### PROBLEM REQUIREMENTS:
Rewrite the stretch of items from the line containing "Each instance of the polka" through the line containing "[[358, 152]]", replacing "polka dot pattern" with "dotted print" and keeping everything else the same.

### RECORD EXTRACTS:
^^^^^^^^^^^^^^^^

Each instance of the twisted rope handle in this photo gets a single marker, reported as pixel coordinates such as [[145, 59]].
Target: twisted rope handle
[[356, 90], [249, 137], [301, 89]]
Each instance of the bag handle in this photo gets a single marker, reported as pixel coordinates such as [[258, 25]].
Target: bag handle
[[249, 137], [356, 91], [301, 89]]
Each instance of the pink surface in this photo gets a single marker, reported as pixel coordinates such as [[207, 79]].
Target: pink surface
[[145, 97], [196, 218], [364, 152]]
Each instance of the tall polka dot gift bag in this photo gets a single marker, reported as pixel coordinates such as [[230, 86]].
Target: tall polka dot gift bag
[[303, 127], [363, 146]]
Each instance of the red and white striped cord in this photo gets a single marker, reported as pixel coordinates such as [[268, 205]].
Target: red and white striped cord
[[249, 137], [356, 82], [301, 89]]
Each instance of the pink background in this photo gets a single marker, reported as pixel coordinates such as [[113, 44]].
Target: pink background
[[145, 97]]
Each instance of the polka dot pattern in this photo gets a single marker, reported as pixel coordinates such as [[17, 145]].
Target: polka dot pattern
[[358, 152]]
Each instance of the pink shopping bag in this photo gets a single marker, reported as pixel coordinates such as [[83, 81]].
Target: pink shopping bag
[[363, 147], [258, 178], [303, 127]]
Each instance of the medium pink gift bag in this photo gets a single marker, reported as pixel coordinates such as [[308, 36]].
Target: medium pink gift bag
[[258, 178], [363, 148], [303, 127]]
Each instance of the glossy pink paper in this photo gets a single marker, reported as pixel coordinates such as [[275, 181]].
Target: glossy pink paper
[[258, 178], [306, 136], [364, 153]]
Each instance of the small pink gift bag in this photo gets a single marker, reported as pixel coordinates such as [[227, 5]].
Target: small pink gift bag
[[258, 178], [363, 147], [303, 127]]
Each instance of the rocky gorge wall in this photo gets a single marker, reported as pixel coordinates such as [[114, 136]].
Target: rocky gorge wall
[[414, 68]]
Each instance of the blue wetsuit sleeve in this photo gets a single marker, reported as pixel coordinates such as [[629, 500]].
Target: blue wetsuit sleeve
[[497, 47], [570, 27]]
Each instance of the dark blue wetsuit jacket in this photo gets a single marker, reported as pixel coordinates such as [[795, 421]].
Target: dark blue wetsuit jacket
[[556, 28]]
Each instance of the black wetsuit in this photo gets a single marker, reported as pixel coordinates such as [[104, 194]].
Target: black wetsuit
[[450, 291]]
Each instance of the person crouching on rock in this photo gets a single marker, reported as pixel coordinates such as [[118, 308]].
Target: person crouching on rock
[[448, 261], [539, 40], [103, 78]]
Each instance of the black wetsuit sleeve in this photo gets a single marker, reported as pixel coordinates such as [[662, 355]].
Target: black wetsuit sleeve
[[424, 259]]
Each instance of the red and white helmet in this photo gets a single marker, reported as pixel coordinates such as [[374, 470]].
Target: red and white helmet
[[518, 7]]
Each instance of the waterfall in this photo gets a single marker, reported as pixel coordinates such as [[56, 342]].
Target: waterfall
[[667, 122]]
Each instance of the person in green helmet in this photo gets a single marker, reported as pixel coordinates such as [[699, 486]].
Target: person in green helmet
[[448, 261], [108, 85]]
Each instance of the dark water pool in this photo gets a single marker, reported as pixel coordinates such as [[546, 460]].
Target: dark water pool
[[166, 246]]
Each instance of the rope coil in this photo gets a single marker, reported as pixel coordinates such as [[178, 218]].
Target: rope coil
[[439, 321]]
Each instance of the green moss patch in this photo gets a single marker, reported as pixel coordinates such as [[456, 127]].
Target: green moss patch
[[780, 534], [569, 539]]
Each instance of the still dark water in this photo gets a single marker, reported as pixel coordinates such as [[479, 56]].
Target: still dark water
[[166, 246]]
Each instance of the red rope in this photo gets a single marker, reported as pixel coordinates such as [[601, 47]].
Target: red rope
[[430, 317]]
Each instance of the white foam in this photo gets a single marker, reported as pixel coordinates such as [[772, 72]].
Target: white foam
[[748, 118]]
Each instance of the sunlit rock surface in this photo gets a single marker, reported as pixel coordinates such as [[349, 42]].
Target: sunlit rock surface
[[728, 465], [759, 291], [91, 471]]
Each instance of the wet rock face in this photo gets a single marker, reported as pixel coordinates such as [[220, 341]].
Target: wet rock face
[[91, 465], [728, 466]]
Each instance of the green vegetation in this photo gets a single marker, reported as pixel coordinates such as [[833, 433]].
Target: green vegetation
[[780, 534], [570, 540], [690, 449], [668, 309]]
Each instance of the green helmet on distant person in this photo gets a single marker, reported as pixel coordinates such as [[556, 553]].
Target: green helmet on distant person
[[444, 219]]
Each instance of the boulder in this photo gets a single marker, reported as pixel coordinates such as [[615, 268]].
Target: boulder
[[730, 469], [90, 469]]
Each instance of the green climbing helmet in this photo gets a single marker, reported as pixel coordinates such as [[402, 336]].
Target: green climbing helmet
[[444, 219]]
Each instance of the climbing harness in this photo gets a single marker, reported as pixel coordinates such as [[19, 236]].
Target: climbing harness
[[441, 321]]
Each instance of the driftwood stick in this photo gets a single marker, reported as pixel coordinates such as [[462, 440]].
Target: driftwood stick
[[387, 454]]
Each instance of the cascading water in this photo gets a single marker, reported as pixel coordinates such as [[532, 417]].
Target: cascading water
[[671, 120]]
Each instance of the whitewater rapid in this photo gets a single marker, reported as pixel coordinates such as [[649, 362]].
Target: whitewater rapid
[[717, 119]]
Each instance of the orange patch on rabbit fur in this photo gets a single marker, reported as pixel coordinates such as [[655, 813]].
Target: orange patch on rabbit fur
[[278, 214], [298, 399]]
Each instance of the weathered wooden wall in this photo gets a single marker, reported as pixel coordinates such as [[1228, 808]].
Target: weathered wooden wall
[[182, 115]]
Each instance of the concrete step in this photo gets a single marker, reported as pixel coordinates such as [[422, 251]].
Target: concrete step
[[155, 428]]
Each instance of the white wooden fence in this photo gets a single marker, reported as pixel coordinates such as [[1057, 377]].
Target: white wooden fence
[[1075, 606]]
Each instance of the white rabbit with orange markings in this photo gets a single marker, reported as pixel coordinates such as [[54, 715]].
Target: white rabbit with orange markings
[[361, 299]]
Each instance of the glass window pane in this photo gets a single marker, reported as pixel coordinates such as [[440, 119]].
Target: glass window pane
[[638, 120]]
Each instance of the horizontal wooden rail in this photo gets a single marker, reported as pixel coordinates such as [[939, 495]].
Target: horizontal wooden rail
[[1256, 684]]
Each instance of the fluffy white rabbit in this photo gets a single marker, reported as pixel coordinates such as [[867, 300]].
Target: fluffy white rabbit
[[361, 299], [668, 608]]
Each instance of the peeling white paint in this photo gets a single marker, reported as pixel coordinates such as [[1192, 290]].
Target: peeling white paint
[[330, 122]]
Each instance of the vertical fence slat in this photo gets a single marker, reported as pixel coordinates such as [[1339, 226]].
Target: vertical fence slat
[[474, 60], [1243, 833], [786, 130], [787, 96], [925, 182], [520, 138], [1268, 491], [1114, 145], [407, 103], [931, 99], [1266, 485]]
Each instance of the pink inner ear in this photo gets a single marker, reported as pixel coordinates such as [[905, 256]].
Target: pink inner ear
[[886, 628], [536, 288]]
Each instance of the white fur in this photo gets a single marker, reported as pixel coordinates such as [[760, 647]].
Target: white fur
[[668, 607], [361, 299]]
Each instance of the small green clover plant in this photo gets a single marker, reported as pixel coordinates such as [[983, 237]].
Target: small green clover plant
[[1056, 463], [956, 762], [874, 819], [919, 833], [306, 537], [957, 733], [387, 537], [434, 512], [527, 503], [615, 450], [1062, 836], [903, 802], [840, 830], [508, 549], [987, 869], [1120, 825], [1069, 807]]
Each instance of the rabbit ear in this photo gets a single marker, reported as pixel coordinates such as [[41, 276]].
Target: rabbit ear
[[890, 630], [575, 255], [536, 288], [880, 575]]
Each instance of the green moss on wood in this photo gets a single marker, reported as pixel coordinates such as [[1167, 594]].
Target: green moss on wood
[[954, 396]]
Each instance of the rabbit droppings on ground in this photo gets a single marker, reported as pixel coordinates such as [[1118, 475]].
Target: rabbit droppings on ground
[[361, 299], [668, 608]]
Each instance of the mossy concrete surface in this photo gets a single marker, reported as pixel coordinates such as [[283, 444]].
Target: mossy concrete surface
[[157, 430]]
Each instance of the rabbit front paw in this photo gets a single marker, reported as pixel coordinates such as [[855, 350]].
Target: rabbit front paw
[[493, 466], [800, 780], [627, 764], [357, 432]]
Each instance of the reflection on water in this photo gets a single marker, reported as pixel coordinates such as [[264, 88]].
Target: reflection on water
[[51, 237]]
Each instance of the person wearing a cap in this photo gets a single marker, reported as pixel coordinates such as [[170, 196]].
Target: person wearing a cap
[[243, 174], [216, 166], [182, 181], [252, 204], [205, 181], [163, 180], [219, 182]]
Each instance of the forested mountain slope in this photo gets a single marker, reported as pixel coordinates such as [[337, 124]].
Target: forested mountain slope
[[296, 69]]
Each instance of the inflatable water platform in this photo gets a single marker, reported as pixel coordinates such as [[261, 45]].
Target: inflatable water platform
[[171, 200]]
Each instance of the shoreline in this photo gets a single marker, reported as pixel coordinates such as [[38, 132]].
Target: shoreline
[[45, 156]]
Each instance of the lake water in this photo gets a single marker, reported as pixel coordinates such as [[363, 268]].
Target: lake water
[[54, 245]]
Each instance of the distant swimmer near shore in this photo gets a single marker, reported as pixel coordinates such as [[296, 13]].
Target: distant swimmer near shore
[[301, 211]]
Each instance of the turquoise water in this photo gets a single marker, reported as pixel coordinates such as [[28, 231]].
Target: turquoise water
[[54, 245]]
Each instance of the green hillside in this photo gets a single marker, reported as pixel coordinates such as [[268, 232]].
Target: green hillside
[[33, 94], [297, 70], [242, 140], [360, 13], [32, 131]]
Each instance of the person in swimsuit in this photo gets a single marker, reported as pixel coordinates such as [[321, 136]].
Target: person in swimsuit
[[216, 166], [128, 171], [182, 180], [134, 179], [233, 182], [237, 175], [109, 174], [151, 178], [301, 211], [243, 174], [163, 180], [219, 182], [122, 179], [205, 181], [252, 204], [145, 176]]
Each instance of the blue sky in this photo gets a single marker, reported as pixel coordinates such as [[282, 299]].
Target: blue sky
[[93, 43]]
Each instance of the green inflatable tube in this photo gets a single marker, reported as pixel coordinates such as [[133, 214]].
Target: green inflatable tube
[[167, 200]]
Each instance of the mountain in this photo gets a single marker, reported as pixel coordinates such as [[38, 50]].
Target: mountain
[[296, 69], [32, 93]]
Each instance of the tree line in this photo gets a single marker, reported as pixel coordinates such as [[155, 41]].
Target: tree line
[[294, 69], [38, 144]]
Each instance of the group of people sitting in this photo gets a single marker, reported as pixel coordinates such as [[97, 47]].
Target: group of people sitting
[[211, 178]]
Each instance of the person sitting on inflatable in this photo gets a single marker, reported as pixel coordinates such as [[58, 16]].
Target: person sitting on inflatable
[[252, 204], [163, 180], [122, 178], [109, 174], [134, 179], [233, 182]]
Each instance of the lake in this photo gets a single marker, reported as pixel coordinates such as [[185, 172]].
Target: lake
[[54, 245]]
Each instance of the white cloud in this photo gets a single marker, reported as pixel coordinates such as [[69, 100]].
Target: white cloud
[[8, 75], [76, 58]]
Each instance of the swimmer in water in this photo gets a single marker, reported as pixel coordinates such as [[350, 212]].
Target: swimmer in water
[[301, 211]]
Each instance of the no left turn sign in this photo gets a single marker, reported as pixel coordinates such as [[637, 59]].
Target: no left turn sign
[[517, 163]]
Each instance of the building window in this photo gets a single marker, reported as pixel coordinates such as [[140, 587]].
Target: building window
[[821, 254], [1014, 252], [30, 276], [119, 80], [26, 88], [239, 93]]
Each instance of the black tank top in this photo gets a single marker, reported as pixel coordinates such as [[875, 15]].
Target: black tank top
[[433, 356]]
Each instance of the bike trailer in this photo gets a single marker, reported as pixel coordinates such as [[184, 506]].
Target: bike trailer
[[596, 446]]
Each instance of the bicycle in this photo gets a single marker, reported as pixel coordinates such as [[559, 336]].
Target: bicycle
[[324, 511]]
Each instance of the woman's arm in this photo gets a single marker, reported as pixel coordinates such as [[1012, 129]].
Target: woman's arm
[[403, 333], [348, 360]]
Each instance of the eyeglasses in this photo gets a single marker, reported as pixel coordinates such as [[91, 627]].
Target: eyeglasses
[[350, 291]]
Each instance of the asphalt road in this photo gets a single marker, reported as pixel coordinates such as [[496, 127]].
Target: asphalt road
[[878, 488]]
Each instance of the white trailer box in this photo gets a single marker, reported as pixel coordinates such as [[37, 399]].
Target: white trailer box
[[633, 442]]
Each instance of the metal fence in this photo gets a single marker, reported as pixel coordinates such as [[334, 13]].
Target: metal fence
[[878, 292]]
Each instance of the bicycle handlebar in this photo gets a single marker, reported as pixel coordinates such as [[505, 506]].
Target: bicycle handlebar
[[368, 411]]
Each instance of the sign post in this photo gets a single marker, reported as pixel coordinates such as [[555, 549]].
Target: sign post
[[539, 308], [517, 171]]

^^^^^^^^^^^^^^^^

### RESPONSE FOR THIS EXERCISE:
Each instance of the dotted print in this photo gets a single marker, reported as pixel coordinates such as [[17, 145]].
Target: dotted print
[[358, 152]]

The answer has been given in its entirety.